Data section:
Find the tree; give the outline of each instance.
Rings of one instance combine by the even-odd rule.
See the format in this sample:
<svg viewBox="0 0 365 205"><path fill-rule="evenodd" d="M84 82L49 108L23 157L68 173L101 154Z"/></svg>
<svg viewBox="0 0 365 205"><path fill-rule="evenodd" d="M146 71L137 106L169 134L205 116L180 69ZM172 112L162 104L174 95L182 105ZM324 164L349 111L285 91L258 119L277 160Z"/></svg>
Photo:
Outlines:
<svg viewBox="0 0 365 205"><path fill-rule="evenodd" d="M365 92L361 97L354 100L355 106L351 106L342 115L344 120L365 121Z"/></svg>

Aim of the exercise:
Write out all of the data above again, putting "object" wherever "instance" appears and keeping everything else the same.

Reply to the exercise:
Find the tree; give the outline of each object.
Rings of one object combine by the even-odd rule.
See the format in this sample:
<svg viewBox="0 0 365 205"><path fill-rule="evenodd" d="M84 82L49 108L23 157L68 173L101 154Z"/></svg>
<svg viewBox="0 0 365 205"><path fill-rule="evenodd" d="M146 71L137 106L169 134L205 116L180 69ZM172 112L162 104L174 95L182 105ZM324 164L349 111L285 91L258 119L277 160Z"/></svg>
Photo:
Outlines:
<svg viewBox="0 0 365 205"><path fill-rule="evenodd" d="M365 92L361 97L354 100L355 106L351 106L342 115L344 120L365 121Z"/></svg>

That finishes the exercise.